Dataset
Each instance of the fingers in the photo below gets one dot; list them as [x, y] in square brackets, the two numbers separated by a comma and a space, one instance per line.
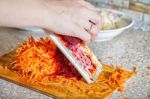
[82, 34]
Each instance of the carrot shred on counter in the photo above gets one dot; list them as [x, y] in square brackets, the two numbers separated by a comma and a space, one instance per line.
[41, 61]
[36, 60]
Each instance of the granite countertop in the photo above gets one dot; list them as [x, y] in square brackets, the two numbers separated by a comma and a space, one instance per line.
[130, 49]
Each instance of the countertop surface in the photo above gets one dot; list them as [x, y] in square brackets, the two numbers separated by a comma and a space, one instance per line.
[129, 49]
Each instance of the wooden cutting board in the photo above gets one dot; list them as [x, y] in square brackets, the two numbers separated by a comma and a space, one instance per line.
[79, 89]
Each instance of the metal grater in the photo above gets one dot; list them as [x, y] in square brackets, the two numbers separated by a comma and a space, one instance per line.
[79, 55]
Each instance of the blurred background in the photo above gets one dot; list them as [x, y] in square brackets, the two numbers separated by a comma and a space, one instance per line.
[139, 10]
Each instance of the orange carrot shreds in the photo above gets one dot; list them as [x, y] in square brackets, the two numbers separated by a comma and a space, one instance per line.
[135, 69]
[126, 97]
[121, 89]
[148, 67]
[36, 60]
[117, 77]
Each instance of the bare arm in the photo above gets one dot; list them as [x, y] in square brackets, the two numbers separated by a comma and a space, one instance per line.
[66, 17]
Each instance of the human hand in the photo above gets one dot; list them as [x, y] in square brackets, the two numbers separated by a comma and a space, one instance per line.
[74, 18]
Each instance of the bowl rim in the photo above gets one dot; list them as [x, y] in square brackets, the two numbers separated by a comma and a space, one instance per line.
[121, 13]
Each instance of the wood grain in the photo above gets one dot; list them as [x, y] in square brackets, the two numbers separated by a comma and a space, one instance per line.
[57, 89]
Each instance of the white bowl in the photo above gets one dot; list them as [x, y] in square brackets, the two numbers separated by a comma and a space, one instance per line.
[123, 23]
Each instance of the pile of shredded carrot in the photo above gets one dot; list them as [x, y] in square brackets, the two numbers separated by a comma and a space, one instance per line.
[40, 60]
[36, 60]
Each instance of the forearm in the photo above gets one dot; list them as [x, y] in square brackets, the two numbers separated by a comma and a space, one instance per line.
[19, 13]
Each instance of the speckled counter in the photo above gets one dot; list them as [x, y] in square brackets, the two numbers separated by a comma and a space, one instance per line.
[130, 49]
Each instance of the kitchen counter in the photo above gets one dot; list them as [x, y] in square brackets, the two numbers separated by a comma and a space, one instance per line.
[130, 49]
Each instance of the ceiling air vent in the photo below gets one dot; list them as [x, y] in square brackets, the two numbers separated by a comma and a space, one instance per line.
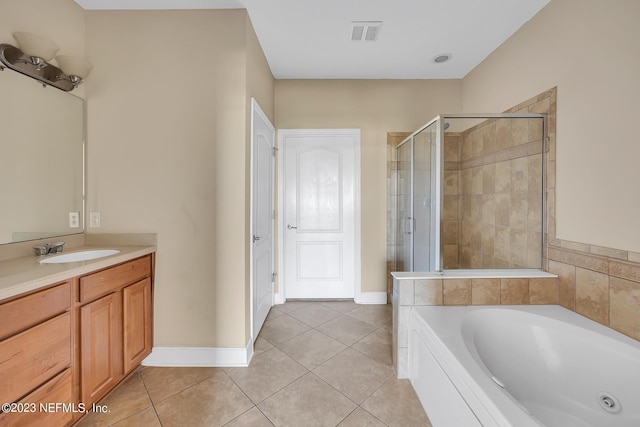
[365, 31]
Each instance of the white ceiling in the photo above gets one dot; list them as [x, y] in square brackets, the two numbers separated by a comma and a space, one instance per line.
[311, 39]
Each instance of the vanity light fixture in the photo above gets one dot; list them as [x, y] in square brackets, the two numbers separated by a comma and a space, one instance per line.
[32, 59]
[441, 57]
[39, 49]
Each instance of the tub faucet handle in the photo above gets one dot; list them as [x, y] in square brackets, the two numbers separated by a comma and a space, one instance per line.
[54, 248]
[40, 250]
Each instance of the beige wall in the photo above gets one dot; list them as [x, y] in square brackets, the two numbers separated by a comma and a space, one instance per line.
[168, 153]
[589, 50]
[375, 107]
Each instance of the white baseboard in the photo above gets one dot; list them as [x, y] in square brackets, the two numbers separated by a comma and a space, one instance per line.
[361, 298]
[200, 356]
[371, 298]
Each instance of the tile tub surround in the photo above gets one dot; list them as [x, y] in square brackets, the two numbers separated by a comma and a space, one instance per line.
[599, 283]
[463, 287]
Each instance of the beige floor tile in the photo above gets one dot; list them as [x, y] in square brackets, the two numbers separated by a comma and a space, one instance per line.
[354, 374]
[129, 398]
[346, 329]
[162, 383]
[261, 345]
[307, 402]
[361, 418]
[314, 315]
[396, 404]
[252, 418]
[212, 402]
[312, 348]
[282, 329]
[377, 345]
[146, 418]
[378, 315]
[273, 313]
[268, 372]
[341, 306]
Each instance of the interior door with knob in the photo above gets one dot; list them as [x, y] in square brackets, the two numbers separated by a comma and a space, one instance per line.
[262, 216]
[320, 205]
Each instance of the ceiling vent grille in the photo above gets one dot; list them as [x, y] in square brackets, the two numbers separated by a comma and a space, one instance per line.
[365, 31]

Task objective
Quote the full listing above word for word; exclude every picture from the copy.

Answer to the task
Each instance of the fingers in the photo below gets one dot; list them as [x, y] in square brackets, the two numbers separated by a comma and a space, one instance per line.
[82, 34]
Each instance of the carrot shred on counter in the photo above gets one dot; list them as [x, y] in square brackets, the two numbers separated by a comma and a space, one instance per line.
[41, 61]
[36, 60]
Each instance of the granite countertop in the photo above gets one dot; list them as [x, y] in square brackets, the two numbers separated by a comma and a space, one instance per line.
[130, 49]
Each instance of the countertop surface in the photo above gets one dot; list them as [x, y] in square brackets, the two numbers separated by a comma and a space, one instance per line.
[129, 49]
Each instance of the wooden cutting board in the photo above gets one dot; list them as [x, y] in square brackets, the two numbers separated by a comma and a space, one instance per line.
[79, 89]
Each instance of the metal grater in the photo above gets one dot; list them as [x, y] in square brackets, the two numbers separated by a comma and a space, one instance per line.
[79, 55]
Each instance of the blurred background in the photo above gets one dot; list them as [x, y] in square brackets, the two numbers separated by a comma and a space, one instance per line.
[139, 10]
Each instance of the orange carrot shreds in the photo above gets one dot; list them as [x, y] in square brackets, the two numbers separated by a comma and a space, one instance per line.
[135, 69]
[126, 97]
[121, 89]
[148, 67]
[36, 60]
[117, 77]
Each instance of the bare arm in the photo above gets one dot; list them as [x, y] in square brackets, the two numbers separated by a comma and a space, one instance per line.
[66, 17]
Each instance of the human hand in the photo above gets one dot; list them as [x, y] in square brackets, the two numbers separated by a comma and a space, one instance per line.
[74, 18]
Each instance of the bowl rim in the photo above gets one dot; list them as [x, y] in square brackets, the two numbers separated by a comma and a space, one instance per line.
[121, 13]
Each instance of the wood grain in the photo above gets one dot; list them as [x, y] in square brackets, the two numbers separated by a comma and a space, one instance per line.
[57, 89]
Each instance of the white bowl in the photo above gets one dot; list them as [x, y] in square brackets, the two numbers separated by a comma and a space, one instance per line.
[123, 23]
Each instance of the pile of shredded carrot in the photo above gets one dot; list them as [x, y] in square brackets, the two numbers separated by a comma and a space, one instance per line.
[40, 60]
[36, 60]
Each instance of the forearm in the photo above gets one dot; list them as [x, y] in square brackets, the two numbers separated by a comma and a space, one instance per line.
[19, 13]
Each instance of the speckled counter in the photo above gets one dot; list them as [x, y] in square brackets, the two numbers separated by a comma and a space, one instance per line.
[130, 49]
Each instance of the kitchen counter in the photo above gets one dot; list them as [x, y] in square brackets, the two numbers separated by a comma and a space, one instance per line.
[130, 49]
Each instance of the ceiling air vent in the photo below gets one dot; list them as [x, y] in square brackets, the two numbers separated by a comma and a space, one instance per line.
[365, 31]
Each instance of the white ceiling in the photo above gets one dot; list them as [x, y] in square brackets, the two numbers separated by a comma and a space, one instance per line.
[311, 39]
Each instance of the vanity light fixture in the photo above gets one dot; list them as [x, y] in square brackets, the two numbers separated by a comma and a space, one instance per line.
[32, 59]
[441, 57]
[39, 49]
Each instance of the tub faucet handle in the photo above gets one dot; list them as [x, y] in square brackets, the two numbers separated by a comma and a space, one instance per line.
[54, 248]
[40, 250]
Each instance of the beige wall in the photo above gets one dot; list them as [x, y] in square brackets, the two numbers separated by a comma and a space, one instance per line.
[168, 153]
[589, 50]
[375, 107]
Each instance of the white baseboard in the photo above gets one dot; list them as [x, y] in square brackets, the two numbers separated by a comma and a space, one instance per line.
[361, 298]
[200, 356]
[371, 298]
Each instance of the tile tub surround in the photo above gets one dot; list them as [x, y] in square brackets, the two numbers separated by a comma and a space, one instance per line.
[599, 283]
[463, 287]
Each instance of the beige floor tile in the photo above gets one dot; list them as [x, y] in square brackets, the two numbers separated by a comma and a space, one instance per line.
[354, 374]
[129, 398]
[346, 329]
[162, 383]
[261, 345]
[307, 402]
[361, 418]
[314, 315]
[396, 404]
[252, 418]
[212, 402]
[312, 348]
[282, 329]
[377, 345]
[146, 418]
[378, 315]
[273, 313]
[268, 372]
[341, 306]
Each instance of the interior door with knob in the photo above gets one dot; list them as [x, y] in square brackets, the two numbers separated by a comma and a space, one instance per line.
[262, 216]
[320, 205]
Each instance of the ceiling vent grille in the photo above gets one dot; list them as [x, y] in square brackets, the two numbers separated by a comma and a space, one instance per line.
[365, 31]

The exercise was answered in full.